* _Cytowany fragment_:
══════════
Nasza Loteria SR - pasek na kartach artykułów

Boniek i Kałuża

JOT
PZPN (ściślej - Michał Listkiewicz i Henryk Apostel) podjął śmiałą decyzję powierzenia prowadzenia reprezentacji piłkarzy Zbigniewowi Bońkowi.

Moja dogrywka

   Śmiałą - albowiem zarazem postanowiono zmierzyć się z tezą, że wybitni sportowcy nie zostają potem znakomitymi szkoleniowcami. W latach 90. wśród kandydatów do roli selekcjonera wymieniano np. Włodzimierza Lubańskiego i Grzegorza Latę, ale na taki krok nikt się wtedy nie zdecydował. Wspomniani kandydaci nie mieli bowiem znaczącego dorobku trenerskiego. Teraz Boniek jest w podobnej sytuacji - trudno bowiem jego wyniki podczas krótkiej pracy we Włoszech uznać za rewelacyjne. Zresztą sam Boniek zszedł z ławki trenera. Aż PZPN tym razem zaryzykował.
══════════
* _Zapisane rekordy_:
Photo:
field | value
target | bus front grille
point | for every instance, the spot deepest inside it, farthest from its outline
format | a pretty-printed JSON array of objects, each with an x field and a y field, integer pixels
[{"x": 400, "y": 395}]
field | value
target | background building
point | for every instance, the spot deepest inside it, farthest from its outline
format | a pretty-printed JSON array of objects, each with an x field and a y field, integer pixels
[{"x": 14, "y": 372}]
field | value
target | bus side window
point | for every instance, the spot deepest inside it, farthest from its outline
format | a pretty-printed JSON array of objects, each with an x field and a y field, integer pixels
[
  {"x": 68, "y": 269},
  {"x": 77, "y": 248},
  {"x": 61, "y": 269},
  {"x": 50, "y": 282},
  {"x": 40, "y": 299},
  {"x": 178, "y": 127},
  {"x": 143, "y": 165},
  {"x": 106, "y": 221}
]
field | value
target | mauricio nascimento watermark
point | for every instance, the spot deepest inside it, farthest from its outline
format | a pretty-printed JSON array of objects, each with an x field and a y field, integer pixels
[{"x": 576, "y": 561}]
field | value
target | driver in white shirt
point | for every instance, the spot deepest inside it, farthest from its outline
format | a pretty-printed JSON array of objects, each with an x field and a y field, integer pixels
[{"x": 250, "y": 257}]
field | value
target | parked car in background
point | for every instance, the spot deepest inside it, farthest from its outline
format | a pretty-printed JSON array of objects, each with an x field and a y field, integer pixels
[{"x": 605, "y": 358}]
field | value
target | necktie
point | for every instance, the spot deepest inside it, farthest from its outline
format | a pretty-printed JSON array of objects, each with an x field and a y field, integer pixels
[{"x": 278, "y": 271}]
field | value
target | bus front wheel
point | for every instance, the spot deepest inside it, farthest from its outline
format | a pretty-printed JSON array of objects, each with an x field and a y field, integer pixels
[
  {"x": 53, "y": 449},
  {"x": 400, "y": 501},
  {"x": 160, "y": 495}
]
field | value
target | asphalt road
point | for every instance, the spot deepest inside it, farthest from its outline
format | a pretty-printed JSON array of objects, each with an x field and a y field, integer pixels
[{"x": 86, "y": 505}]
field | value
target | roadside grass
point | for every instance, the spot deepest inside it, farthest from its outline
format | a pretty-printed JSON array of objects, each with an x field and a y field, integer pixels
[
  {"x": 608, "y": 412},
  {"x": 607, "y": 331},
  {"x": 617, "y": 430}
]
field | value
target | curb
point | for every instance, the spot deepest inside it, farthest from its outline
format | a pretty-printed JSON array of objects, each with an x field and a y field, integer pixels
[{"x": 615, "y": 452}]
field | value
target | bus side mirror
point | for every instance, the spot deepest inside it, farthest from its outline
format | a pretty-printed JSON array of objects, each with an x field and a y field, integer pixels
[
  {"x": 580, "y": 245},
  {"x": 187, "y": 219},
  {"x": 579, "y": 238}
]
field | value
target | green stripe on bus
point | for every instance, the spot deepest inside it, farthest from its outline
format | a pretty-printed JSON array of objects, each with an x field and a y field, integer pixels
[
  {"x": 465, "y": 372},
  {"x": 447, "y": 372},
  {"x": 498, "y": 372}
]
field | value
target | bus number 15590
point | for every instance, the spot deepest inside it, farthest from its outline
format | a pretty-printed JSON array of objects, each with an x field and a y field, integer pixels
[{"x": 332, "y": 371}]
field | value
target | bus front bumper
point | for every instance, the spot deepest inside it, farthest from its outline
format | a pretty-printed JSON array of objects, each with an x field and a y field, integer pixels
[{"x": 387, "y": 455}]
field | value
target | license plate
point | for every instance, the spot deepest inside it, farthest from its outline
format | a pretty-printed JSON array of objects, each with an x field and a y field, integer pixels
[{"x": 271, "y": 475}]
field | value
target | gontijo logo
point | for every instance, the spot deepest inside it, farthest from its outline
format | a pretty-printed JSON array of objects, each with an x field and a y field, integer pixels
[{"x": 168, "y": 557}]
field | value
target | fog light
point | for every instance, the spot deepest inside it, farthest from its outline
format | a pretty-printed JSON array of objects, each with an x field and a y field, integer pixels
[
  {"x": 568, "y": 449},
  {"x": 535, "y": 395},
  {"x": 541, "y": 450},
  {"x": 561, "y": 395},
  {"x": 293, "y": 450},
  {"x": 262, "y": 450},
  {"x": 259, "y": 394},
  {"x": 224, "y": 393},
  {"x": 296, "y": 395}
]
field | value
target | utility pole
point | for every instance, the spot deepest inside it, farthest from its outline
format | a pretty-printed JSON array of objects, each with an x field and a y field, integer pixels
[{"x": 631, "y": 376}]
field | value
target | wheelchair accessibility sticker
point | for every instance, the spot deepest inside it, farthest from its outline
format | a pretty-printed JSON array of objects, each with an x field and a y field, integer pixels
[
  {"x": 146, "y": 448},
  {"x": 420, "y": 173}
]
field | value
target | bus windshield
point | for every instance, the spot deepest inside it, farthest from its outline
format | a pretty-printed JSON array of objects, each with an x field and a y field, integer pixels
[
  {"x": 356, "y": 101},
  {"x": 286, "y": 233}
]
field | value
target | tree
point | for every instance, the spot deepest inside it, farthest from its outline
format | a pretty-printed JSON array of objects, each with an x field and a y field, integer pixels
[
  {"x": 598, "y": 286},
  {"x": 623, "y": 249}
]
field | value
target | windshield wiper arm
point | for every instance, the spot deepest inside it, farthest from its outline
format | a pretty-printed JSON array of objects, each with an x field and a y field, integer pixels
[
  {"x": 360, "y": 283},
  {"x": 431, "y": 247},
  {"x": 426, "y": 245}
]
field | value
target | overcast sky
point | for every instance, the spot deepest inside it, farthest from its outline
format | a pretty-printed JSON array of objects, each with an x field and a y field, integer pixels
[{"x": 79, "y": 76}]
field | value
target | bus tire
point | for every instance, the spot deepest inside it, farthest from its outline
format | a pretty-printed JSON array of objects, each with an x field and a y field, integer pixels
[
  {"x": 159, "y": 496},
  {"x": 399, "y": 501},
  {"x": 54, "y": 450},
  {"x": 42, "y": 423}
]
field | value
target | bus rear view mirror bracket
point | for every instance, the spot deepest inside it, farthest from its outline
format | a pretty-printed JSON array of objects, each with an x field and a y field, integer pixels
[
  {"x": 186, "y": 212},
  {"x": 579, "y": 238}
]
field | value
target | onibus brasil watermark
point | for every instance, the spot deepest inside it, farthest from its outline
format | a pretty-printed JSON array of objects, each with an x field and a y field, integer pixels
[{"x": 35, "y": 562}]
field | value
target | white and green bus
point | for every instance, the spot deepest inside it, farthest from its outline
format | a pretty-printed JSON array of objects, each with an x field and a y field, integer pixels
══════════
* _Krótkie zadanie 1_:
Których dwóch piłkarzy według tekstu o Bońku wymieniano w latach 90. wśród kandydatów na selekcjonera?
* _Krótkie zadanie 2_:
Poprowadź dalej tekst o powierzeniu reprezentacji Zbigniewowi Bońkowi, zaczynając zaraz po jego ostatnim zdaniu.
Rekordy nie są tu do niczego potrzebne.

* _Ostateczna odpowiedź 1_:
Włodzimierza Lubańskiego i Grzegorza Latę.

* _Ostateczna odpowiedź 2_:
   Jeśli przejrzeć długą, ponad 40-osobową listę polskich selekcjonerów, trudno znaleźć na niej trenerów, którzy wcześniej byli wybitnymi gwiazdami na boisku. Nawet Kazimierz Górski rozegrał w reprezentacji tylko jeden mecz (i to ten przegrany 0-8 z Danią). Dominowały w roli szefa kadry osoby, które w przeszłości były przeciętnymi piłkarzami, albo teoretykami futbolu, stołek selekcjonera zajmował też na początku lat 50. dziennikarz! Jedynie trenerzy Michał Matyas, Jacek Gmoch i Antoni Piechniczek rozegrali sporo meczów w reprezentacji, choć nie można uznać ich za gwiazdy piłkarskich boisk.
   W przeszłości PZPN dwukrotnie zdecydował się na podobny ruch jak obecnie w przypadku Bońka. Z różnym skutkiem. W 1932 r. Polska była kopciuszkiem europejskiej piłki, zmieniali się trenerzy, postępu nie było. Wtedy związek zdecydował się na wybitnego piłkarza Cracovii i reprezentacji, olimpijczyka, Józefa Kałużę. Stołek selekcjonera objął więc piłkarski praktyk, ale o niewielkim doświadczeniu trenerskim. Kałuża liczył wtedy 36 lat! Jednak PZPN miał nosa. Wybraniec z Krakowa okazał się człowiekiem na właściwym miejscu. Polacy systematycznie pięli się w górę, zajęli 4. miejsce na igrzyskach w Berlinie, zakwalifikowali do MŚ ’38, stoczyli pamiętny bój z Brazylią 5-6, a w 1939 r. pokonali wicemistrzów świata Węgrów 4-2. Kres tej drodze położyła wojna, Kałuża zmarł w 1944 r. Był zaprzeczeniem wspomnianej tezy, że wybitny piłkarz nie może być znakomitym szkoleniowcem.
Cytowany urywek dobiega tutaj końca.